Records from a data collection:
______________________________
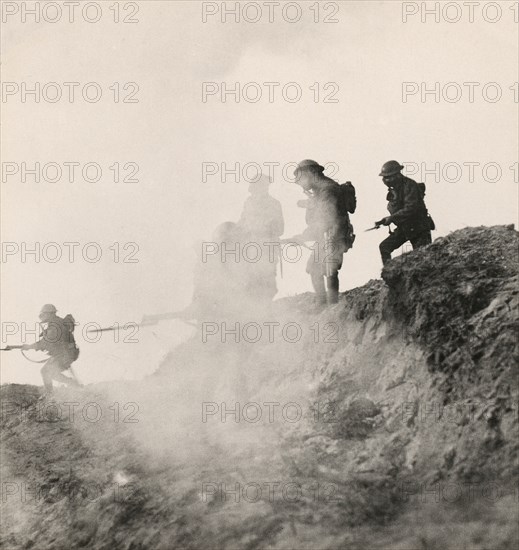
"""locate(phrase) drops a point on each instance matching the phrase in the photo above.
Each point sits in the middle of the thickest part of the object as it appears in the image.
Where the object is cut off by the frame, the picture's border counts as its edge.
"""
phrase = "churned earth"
(389, 421)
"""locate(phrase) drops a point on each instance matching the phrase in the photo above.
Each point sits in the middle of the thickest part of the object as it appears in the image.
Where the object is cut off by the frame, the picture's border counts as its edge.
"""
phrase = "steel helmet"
(48, 308)
(390, 168)
(306, 164)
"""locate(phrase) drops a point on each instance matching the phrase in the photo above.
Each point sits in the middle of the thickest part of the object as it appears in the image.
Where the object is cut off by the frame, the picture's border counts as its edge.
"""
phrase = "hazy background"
(170, 133)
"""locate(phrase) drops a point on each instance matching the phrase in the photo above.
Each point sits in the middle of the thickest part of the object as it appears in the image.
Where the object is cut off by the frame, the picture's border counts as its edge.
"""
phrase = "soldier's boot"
______________________________
▶ _Aim of the exercise_
Please restate the entries word for word. Skip the pictures.

▶ _Solution for this problem_
"""locate(phrase) drops a point on each instance matching the phrase in the photo above.
Each point sits in the middle of the thickest part of the object as it appears in the image.
Where the object is cut off by the frame, the picture's border counts as its edge.
"""
phrase = "churned earth"
(389, 421)
"""locate(phrase) drops a point on each instance matching the phrase in the photo above.
Each point sits in the middle of the thickest part of the object as it appears in the image.
Where the object is cut off by the frame, the picture's border counts as its edge.
"""
phrase = "steel helmet"
(48, 308)
(390, 168)
(306, 164)
"""locate(phrase) drops a point on each instance matching the phrase in the photo above.
Each point sits in the middle of the thickest part of the object as it appears in the image.
Where the object is cut off by the frame, the picture's border counts as its edge.
"""
phrase = "hazy background"
(170, 133)
"""locate(phrase) drops a point on each instance matching the phrase in the photo above.
Each point sits in the middle of the thickest part of the object as it appears in the image.
Where the object is cut off by the frame, the picture's border counts as its edge.
"""
phrase = "soldier's boot"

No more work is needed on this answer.